In addition to the above, this is the highest court of the land and care should be taken not to allow a situation to develop that may result in bringing the court into ridicule and contempt. Rule 53(1) quoted above allows the court to invite further arguments from the parties. What kind of cooperation can be expected to be forthcoming from a party who has already decided that he will no longer want to proceed with the case initiated by him? The answer to this question is not far to seek. The reality of the situation is this; can anybody be forced to speak, or to move the court or submit further arguments for the court's consideration when that need arises in the course of hearing the case? Again, the answer is not difficult to seek.

It has already been explained that the defendant will have to amend his case if he is to avoid contradictions between his written statements and his submissions in court. If papers are served on the plaintiff requiring him to react but he fails to react, or he is ordered to reply to submissions and he fails to do so, what will the court do to him? He may even be said to be guilty of the disobedience of a court order. What image will the Supreme Court of this country carve for itself if it were to impose sanctions on the plaintiff in those circumstances? It is easy to say that if the plaintiff does not appear in the court or refuses to take part in the proceedings, the court can proceed with hearing and give judgment on it. What will be the efficacy of such a judgment? Surely, that is not the sort of precedent that the defendant would like to be set by the court on the issues raised in the case.

============

* _Directions for this task_:
According to the court passage, which rule allows the court to invite further arguments from the parties? The listing comes from a source unrelated to the court passage.

* _Data shown_:

============

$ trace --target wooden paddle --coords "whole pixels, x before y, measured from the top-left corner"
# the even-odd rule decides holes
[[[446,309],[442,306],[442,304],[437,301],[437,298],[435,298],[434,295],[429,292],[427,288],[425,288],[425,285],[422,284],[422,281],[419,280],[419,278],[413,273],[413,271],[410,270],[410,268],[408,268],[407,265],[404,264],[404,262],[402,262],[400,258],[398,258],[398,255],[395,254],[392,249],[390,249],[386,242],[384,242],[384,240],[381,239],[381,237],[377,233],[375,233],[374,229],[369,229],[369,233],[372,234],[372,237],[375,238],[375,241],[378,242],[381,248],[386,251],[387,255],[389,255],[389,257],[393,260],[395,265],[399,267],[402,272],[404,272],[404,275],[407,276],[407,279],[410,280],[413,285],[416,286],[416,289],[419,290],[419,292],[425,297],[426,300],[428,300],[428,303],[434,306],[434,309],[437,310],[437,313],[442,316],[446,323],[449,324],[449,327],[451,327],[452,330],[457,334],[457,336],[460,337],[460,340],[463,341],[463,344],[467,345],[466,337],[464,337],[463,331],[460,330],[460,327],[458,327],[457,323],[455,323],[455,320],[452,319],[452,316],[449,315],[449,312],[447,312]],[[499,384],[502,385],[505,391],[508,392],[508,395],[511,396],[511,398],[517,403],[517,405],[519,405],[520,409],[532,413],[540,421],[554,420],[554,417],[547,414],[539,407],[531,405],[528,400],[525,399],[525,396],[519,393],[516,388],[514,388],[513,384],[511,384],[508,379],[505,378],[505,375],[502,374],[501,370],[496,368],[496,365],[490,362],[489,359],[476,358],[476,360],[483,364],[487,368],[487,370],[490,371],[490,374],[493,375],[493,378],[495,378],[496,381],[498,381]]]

============

* _Full solution_:
Rule 53(1)